■ Exercise prompt ■
Revise the entries below so that every occurrence of "spot each instance with one pin" reads "mark every instance with a single pin", leaving everything else unchanged and omitting the pictures.
===== Stored rows
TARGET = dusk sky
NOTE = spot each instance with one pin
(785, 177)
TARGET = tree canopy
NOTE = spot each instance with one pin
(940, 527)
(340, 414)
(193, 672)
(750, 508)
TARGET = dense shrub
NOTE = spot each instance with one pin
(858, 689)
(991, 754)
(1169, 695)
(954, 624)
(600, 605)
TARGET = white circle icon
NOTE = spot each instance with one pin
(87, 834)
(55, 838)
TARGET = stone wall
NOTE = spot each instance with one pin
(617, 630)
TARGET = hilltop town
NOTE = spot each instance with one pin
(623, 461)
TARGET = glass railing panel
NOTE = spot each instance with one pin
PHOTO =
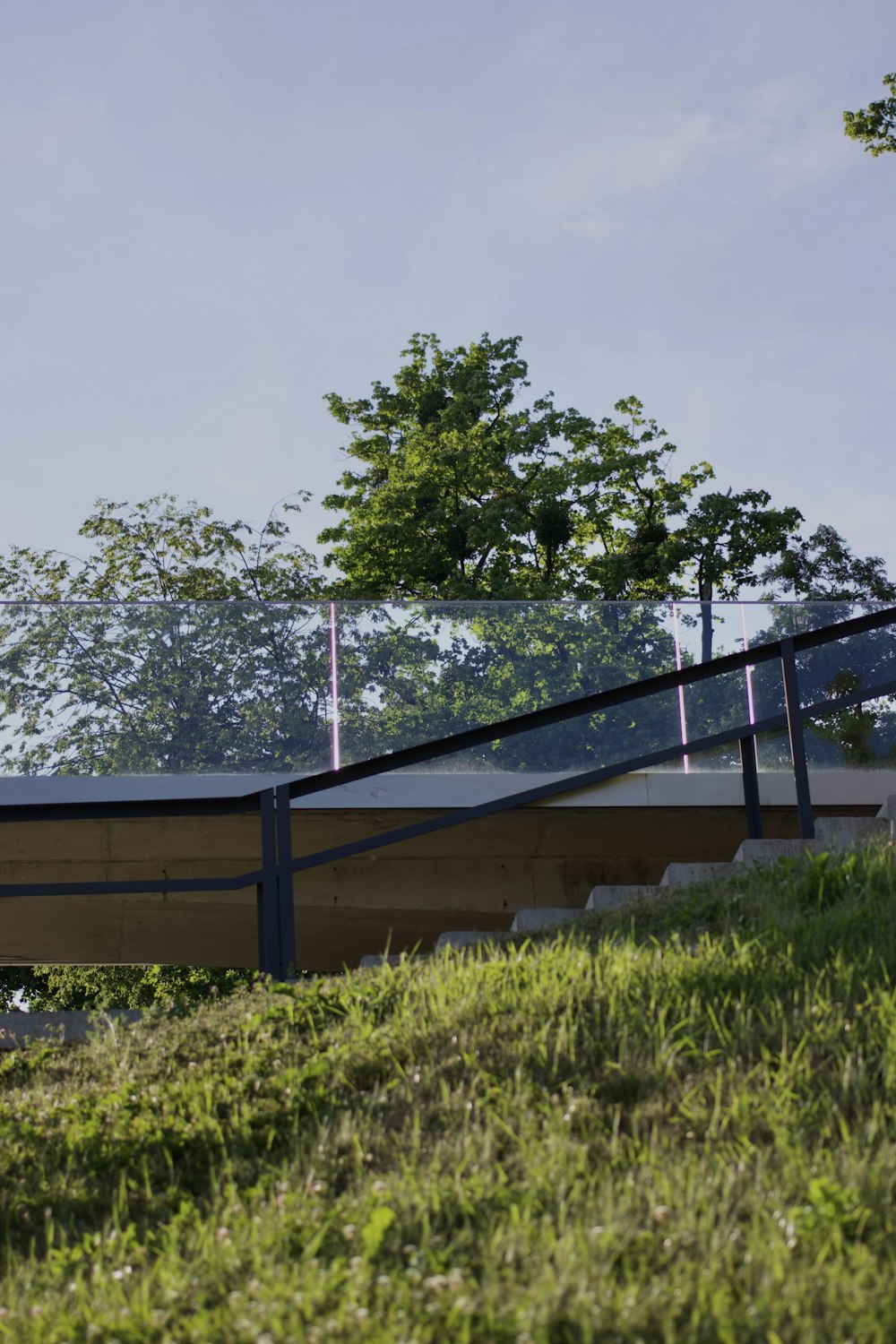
(164, 688)
(410, 672)
(249, 688)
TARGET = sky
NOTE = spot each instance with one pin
(214, 212)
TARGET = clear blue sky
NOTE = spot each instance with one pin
(212, 212)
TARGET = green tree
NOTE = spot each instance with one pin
(823, 569)
(465, 494)
(874, 125)
(715, 553)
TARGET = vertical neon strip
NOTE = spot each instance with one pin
(333, 685)
(751, 709)
(685, 760)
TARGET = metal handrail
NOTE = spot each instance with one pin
(274, 879)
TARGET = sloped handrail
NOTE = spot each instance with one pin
(274, 879)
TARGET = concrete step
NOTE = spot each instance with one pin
(608, 898)
(770, 851)
(842, 832)
(458, 938)
(683, 874)
(888, 811)
(544, 917)
(19, 1029)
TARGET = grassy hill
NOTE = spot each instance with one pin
(673, 1123)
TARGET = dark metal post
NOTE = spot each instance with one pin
(751, 787)
(268, 892)
(287, 967)
(797, 744)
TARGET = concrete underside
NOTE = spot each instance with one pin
(476, 875)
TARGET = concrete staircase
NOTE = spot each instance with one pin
(831, 833)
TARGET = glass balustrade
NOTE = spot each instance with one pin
(263, 688)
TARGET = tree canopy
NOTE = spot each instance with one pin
(874, 126)
(463, 492)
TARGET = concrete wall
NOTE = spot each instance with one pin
(476, 875)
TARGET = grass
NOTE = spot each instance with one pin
(670, 1123)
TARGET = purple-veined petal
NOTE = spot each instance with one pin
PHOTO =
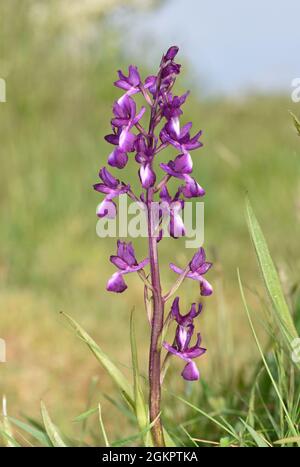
(134, 76)
(171, 52)
(192, 189)
(112, 139)
(205, 288)
(147, 176)
(176, 268)
(106, 209)
(108, 178)
(138, 116)
(176, 227)
(198, 259)
(118, 158)
(116, 283)
(139, 266)
(119, 262)
(183, 337)
(204, 268)
(126, 140)
(190, 372)
(175, 310)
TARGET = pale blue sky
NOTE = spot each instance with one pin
(233, 45)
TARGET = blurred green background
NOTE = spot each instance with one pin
(59, 60)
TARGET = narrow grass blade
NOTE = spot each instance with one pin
(296, 122)
(140, 406)
(291, 425)
(209, 417)
(126, 441)
(9, 441)
(6, 427)
(103, 358)
(31, 430)
(260, 441)
(102, 427)
(85, 415)
(293, 439)
(271, 279)
(169, 442)
(51, 429)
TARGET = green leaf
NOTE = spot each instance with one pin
(260, 441)
(6, 428)
(209, 417)
(296, 122)
(51, 429)
(169, 442)
(8, 439)
(125, 441)
(84, 415)
(102, 427)
(140, 406)
(283, 406)
(103, 358)
(271, 279)
(293, 439)
(34, 432)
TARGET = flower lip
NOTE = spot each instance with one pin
(171, 52)
(126, 262)
(198, 267)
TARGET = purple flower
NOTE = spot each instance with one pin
(184, 333)
(144, 157)
(172, 208)
(180, 168)
(171, 53)
(198, 267)
(112, 188)
(172, 107)
(129, 83)
(126, 262)
(125, 118)
(180, 137)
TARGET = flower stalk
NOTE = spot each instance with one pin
(148, 145)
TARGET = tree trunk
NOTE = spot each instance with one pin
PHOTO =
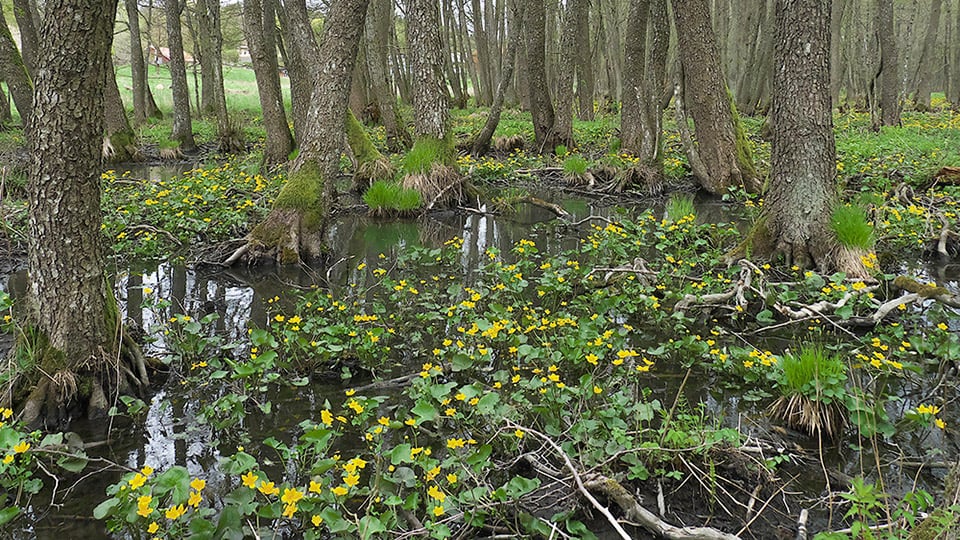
(258, 28)
(118, 142)
(929, 64)
(301, 45)
(889, 72)
(25, 12)
(377, 28)
(293, 231)
(481, 143)
(585, 76)
(71, 303)
(803, 161)
(721, 145)
(182, 126)
(541, 105)
(14, 72)
(485, 92)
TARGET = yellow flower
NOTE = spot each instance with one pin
(174, 512)
(137, 481)
(436, 493)
(291, 496)
(267, 488)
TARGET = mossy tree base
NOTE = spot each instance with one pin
(293, 231)
(58, 389)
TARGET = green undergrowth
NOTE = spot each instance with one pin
(155, 219)
(530, 347)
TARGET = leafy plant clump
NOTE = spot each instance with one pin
(388, 198)
(853, 229)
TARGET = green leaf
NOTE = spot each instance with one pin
(102, 510)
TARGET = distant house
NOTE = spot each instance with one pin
(160, 56)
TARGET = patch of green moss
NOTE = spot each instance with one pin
(426, 152)
(302, 190)
(360, 143)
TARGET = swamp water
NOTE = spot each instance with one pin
(167, 433)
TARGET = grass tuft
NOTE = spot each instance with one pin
(850, 224)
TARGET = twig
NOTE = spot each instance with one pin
(579, 481)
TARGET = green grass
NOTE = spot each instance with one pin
(679, 206)
(850, 224)
(389, 198)
(813, 372)
(425, 153)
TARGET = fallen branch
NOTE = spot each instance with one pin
(638, 514)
==========
■ Solution to the exercise ■
TARGET = dusk sky
NOTE = mark every instance with a single pin
(785, 177)
TARGET = tree canopy
NOTE = mark every instance with a single pin
(940, 527)
(340, 414)
(193, 672)
(750, 508)
TARGET = dense shrub
NOTE = mark every instance with a single pin
(858, 689)
(991, 754)
(1169, 695)
(954, 624)
(600, 605)
TARGET = white circle icon
NOTE = mark every instance with a single pin
(87, 834)
(55, 838)
TARGET = stone wall
NOTE = mark every instance with a single pin
(617, 630)
TARGET = hilltop town
NOTE = mark every instance with a single pin
(623, 461)
TARGET = glass railing panel
NOTE = mark every instance with a single pin
PHOTO =
(164, 688)
(410, 672)
(249, 688)
TARGET = sky
NOTE = mark every instance with a single pin
(214, 212)
TARGET = clear blue sky
NOTE = mark every instance with a single pin
(212, 212)
TARGET = green tree
NOTE = mark every instance with a single pin
(823, 569)
(465, 494)
(874, 125)
(715, 553)
TARGET = vertical neon strip
NOTE = mark every instance with a single pin
(333, 685)
(751, 709)
(685, 760)
TARGET = metal handrail
NOTE = mark every instance with a single pin
(274, 879)
TARGET = sloped handrail
NOTE = mark every instance with a single pin
(274, 879)
TARGET = concrete step
NOTE = mark every instance with a single pin
(608, 898)
(770, 851)
(842, 832)
(458, 938)
(683, 874)
(888, 811)
(544, 917)
(19, 1029)
TARGET = grassy hill
NOTE = mark every instance with a single pin
(673, 1123)
TARGET = dark metal post
NOTE = mark every instance with a single pin
(751, 787)
(268, 892)
(287, 967)
(797, 744)
TARGET = concrete underside
NOTE = mark every instance with a single pin
(476, 875)
TARGET = concrete staircase
NOTE = mark every instance with a single pin
(831, 833)
TARGET = glass balustrade
NOTE = mark every instance with a single pin
(263, 688)
TARGET = tree canopy
NOTE = mark every instance with a single pin
(874, 126)
(463, 492)
TARGET = concrete wall
NOTE = mark every instance with a single pin
(476, 875)
TARGET = grass
NOTE = mark every instance with a single pin
(670, 1123)
TARGET = purple-veined petal
NOTE = mark every instance with a single pin
PHOTO =
(134, 76)
(171, 52)
(192, 189)
(112, 139)
(205, 288)
(147, 176)
(176, 268)
(106, 209)
(108, 178)
(138, 116)
(176, 227)
(198, 259)
(118, 158)
(116, 283)
(139, 266)
(119, 262)
(183, 337)
(204, 268)
(126, 140)
(190, 372)
(175, 310)
TARGET = pale blue sky
NOTE = mark every instance with a single pin
(233, 45)
TARGET = blurred green background
NOTE = mark every instance with a single pin
(59, 60)
TARGET = narrow grass blade
NOTE = mark every instance with a single pin
(296, 122)
(140, 406)
(291, 425)
(209, 417)
(126, 441)
(9, 441)
(6, 427)
(103, 358)
(31, 430)
(260, 441)
(102, 427)
(85, 415)
(293, 439)
(271, 279)
(169, 442)
(51, 429)
TARGET = green leaf
NOTE = mark every instance with a single pin
(260, 441)
(6, 428)
(209, 417)
(296, 122)
(51, 429)
(169, 442)
(8, 439)
(125, 441)
(84, 415)
(102, 427)
(140, 406)
(283, 406)
(103, 358)
(271, 279)
(293, 439)
(34, 432)
TARGET = flower lip
NOTE = mark every instance with a single pin
(171, 52)
(126, 262)
(198, 267)
TARGET = purple flower
NOTE = mark every instance with a single pin
(184, 333)
(144, 157)
(172, 208)
(180, 168)
(171, 53)
(198, 267)
(112, 188)
(172, 107)
(129, 83)
(126, 262)
(125, 118)
(180, 137)
TARGET = flower stalk
NOTE = mark every instance with a single pin
(148, 145)
TARGET = tree trunk
NOTE = mark every instance with a single pin
PHOTO =
(258, 28)
(118, 142)
(929, 64)
(301, 45)
(889, 72)
(25, 12)
(377, 28)
(293, 231)
(481, 143)
(585, 76)
(71, 303)
(803, 161)
(721, 145)
(182, 126)
(541, 105)
(14, 72)
(485, 92)
TARGET = yellow flower
NOTE = mark every instance with a single pin
(174, 512)
(137, 481)
(436, 493)
(291, 496)
(267, 488)
TARGET = mossy tree base
NOTE = mark every instance with a single pin
(293, 231)
(58, 389)
TARGET = green undergrowth
NOTE = mark every instance with a single pin
(155, 219)
(530, 347)
TARGET = leafy plant clump
NOTE = mark every instance with a single pin
(388, 198)
(853, 229)
TARGET = green leaf
NOTE = mark every instance with a single pin
(102, 510)
TARGET = distant house
NOTE = mark every instance with a single pin
(160, 56)
TARGET = patch of green moss
NOTE = mark every instance with a single pin
(426, 152)
(302, 190)
(360, 143)
TARGET = swamp water
NOTE = mark every instance with a single pin
(167, 433)
TARGET = grass tuft
NOTE = mark every instance with a single pin
(850, 224)
TARGET = twig
NOTE = mark every instance with a single pin
(579, 481)
TARGET = green grass
NOTE = mark every instance with a single pin
(679, 206)
(850, 224)
(389, 198)
(813, 372)
(425, 153)
TARGET = fallen branch
NOTE = mark every instance with a single pin
(638, 514)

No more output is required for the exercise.